* _Stated problem_
Reproduce the records from their start through the line that contains "Segment every instance of the pilaster", both ends included, without changing a character.

* _Region labeling records_
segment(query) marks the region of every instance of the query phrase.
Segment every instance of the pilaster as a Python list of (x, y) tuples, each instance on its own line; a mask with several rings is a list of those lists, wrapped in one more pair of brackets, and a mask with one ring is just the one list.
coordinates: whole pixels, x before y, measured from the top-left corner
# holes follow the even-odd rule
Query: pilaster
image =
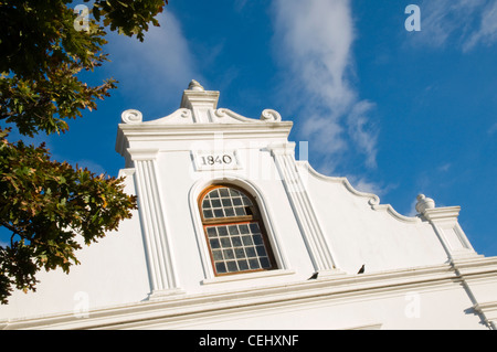
[(435, 207), (432, 199), (420, 194), (416, 211), (432, 224), (450, 260), (477, 256), (457, 221), (461, 206)]
[(276, 163), (279, 177), (300, 227), (307, 250), (316, 271), (321, 275), (338, 274), (321, 225), (314, 212), (306, 190), (305, 180), (295, 162), (295, 143), (272, 145), (268, 147)]
[(129, 149), (128, 152), (136, 169), (136, 189), (152, 290), (150, 298), (181, 292), (163, 218), (156, 161), (158, 150)]

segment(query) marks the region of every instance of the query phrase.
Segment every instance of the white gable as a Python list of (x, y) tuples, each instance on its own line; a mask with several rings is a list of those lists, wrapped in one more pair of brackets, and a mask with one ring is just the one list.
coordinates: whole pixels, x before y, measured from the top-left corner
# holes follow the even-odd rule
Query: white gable
[(277, 111), (244, 117), (219, 95), (193, 81), (166, 117), (123, 113), (116, 150), (139, 211), (70, 276), (17, 292), (0, 326), (496, 328), (497, 259), (475, 253), (458, 206), (420, 195), (416, 216), (399, 214), (297, 161)]

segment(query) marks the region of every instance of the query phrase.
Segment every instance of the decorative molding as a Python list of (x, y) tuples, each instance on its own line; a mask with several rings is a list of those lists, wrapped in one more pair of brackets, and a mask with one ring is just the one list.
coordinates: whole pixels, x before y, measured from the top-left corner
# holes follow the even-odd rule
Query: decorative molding
[(178, 289), (155, 159), (139, 158), (136, 188), (152, 294)]
[(276, 110), (265, 109), (261, 114), (261, 120), (263, 120), (263, 121), (281, 121), (282, 116)]
[(298, 173), (293, 156), (294, 148), (295, 143), (277, 143), (267, 147), (272, 152), (279, 177), (286, 189), (286, 194), (290, 201), (315, 270), (337, 270), (329, 245), (307, 194), (305, 183)]
[(129, 109), (129, 110), (123, 111), (123, 114), (120, 115), (120, 119), (121, 119), (123, 124), (137, 125), (137, 124), (141, 124), (144, 116), (138, 110)]
[[(343, 275), (311, 281), (296, 280), (232, 291), (170, 295), (163, 296), (161, 300), (93, 309), (85, 319), (67, 312), (1, 323), (3, 329), (134, 329), (156, 324), (165, 328), (188, 327), (189, 321), (202, 317), (218, 321), (233, 309), (256, 313), (275, 307), (319, 307), (321, 303), (352, 303), (412, 290), (446, 290), (453, 287), (454, 279), (456, 277), (447, 265), (438, 265), (364, 274), (360, 277)], [(485, 309), (485, 306), (477, 308)]]
[(400, 222), (404, 222), (404, 223), (420, 223), (421, 222), (421, 218), (417, 216), (411, 217), (411, 216), (405, 216), (405, 215), (400, 214), (399, 212), (396, 212), (393, 209), (393, 206), (391, 204), (380, 204), (380, 198), (377, 194), (361, 192), (361, 191), (356, 190), (350, 184), (350, 182), (347, 178), (328, 177), (328, 175), (321, 174), (318, 171), (316, 171), (309, 164), (308, 161), (298, 161), (297, 163), (300, 164), (303, 168), (305, 168), (309, 172), (309, 174), (311, 174), (313, 177), (315, 177), (319, 180), (326, 181), (326, 182), (340, 183), (351, 194), (368, 199), (368, 204), (374, 211), (384, 211), (384, 212), (389, 213), (393, 218), (395, 218)]
[(491, 330), (497, 330), (497, 301), (475, 303), (473, 308), (485, 317)]
[(211, 278), (211, 279), (204, 279), (204, 280), (202, 280), (201, 284), (202, 285), (224, 284), (224, 282), (260, 279), (260, 278), (275, 277), (275, 276), (286, 276), (286, 275), (295, 275), (295, 270), (277, 269), (277, 270), (255, 271), (255, 273), (246, 273), (246, 274), (218, 276), (218, 277), (214, 277), (214, 278)]

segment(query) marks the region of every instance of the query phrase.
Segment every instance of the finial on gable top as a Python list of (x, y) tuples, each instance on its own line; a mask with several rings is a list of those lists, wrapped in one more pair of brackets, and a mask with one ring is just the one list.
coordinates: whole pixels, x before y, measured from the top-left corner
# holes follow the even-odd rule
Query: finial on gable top
[(431, 198), (427, 198), (424, 194), (417, 195), (416, 199), (417, 199), (416, 211), (420, 214), (424, 214), (424, 211), (427, 210), (427, 209), (434, 209), (435, 207), (435, 202)]
[(203, 87), (198, 83), (195, 79), (191, 79), (190, 84), (188, 85), (188, 89), (190, 90), (200, 90), (203, 92)]

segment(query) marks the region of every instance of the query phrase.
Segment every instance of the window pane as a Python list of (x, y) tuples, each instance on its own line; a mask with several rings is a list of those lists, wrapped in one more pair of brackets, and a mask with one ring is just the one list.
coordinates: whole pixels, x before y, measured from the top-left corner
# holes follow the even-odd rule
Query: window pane
[[(256, 233), (251, 231), (255, 230)], [(272, 264), (256, 222), (205, 226), (216, 274), (271, 269)], [(241, 235), (241, 232), (247, 232)]]
[[(251, 215), (251, 206), (254, 204), (248, 196), (229, 188), (214, 189), (202, 201), (204, 218)], [(208, 211), (212, 213), (205, 214)]]
[(203, 218), (210, 220), (204, 227), (216, 275), (273, 267), (257, 221), (215, 222), (255, 214), (255, 205), (247, 195), (233, 188), (218, 186), (205, 194), (201, 206)]

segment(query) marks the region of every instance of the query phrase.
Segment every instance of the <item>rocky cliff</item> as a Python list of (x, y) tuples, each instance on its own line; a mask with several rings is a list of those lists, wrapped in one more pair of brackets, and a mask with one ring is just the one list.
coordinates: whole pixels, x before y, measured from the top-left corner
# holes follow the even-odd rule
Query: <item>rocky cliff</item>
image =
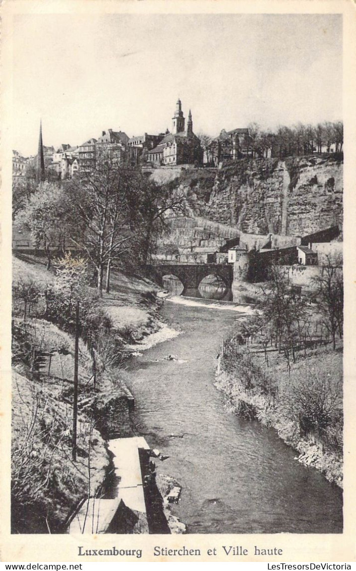
[[(254, 234), (303, 235), (342, 222), (339, 156), (244, 159), (219, 170), (175, 172), (191, 215)], [(173, 178), (173, 177), (172, 177)]]

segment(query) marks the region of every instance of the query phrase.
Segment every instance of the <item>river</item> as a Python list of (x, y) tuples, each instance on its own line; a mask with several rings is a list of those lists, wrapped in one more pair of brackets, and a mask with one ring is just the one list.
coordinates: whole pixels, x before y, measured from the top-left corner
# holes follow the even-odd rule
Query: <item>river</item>
[(222, 338), (242, 314), (180, 301), (161, 310), (179, 336), (135, 357), (127, 377), (137, 432), (169, 456), (157, 472), (182, 486), (172, 513), (188, 533), (341, 533), (342, 491), (273, 429), (229, 412), (214, 386)]

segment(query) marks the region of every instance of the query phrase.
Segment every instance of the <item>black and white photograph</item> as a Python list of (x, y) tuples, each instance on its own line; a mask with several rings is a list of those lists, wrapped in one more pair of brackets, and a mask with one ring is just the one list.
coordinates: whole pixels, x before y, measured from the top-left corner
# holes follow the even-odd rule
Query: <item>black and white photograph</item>
[(317, 11), (13, 14), (11, 535), (238, 535), (228, 561), (343, 533), (343, 18)]

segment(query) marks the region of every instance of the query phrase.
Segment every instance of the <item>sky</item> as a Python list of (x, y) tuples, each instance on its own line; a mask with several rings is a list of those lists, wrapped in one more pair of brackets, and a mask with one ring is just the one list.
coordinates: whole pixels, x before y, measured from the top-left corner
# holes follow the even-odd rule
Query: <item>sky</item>
[(31, 14), (13, 34), (13, 148), (342, 118), (338, 14)]

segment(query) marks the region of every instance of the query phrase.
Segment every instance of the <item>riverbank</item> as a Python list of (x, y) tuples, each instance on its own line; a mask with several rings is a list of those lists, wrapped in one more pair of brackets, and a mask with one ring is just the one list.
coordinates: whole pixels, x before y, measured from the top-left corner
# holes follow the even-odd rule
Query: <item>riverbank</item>
[[(159, 319), (161, 301), (155, 284), (112, 273), (111, 291), (95, 302), (98, 309), (94, 309), (108, 320), (110, 333), (99, 335), (95, 347), (79, 342), (78, 450), (73, 462), (74, 339), (44, 318), (41, 293), (53, 287), (55, 276), (37, 260), (14, 258), (13, 279), (18, 291), (34, 284), (37, 288), (35, 304), (29, 304), (26, 319), (21, 301), (15, 302), (13, 323), (12, 527), (17, 533), (63, 533), (82, 498), (100, 493), (110, 469), (106, 441), (137, 432), (130, 416), (134, 397), (118, 365), (178, 332)], [(26, 514), (29, 506), (31, 518)], [(180, 530), (172, 532), (181, 533), (178, 520), (169, 519), (172, 529)]]
[[(342, 344), (337, 351), (326, 345), (301, 353), (289, 374), (277, 351), (269, 351), (266, 361), (260, 348), (230, 337), (219, 357), (215, 386), (233, 412), (274, 428), (297, 451), (295, 460), (342, 488)], [(324, 407), (325, 427), (304, 426), (307, 404)]]

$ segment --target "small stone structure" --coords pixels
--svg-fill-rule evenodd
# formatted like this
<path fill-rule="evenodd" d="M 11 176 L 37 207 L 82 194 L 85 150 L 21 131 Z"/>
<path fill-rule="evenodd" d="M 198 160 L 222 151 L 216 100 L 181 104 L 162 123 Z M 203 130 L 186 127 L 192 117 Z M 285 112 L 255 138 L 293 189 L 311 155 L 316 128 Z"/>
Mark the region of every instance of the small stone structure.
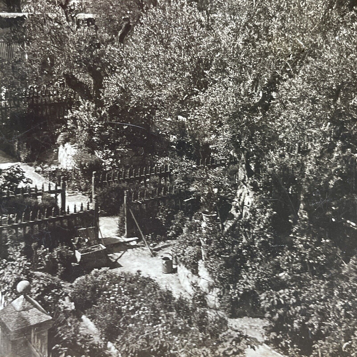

* _Solution to this exercise_
segment(query) marks the region of every instance of the query phrase.
Segment every instance of the pilaster as a Python list of (x, y) tuples, each instance on its own line; a mask with several rings is a list of those lists, wrapped in one more pair of brackets, and a mask with one ring is just the one list.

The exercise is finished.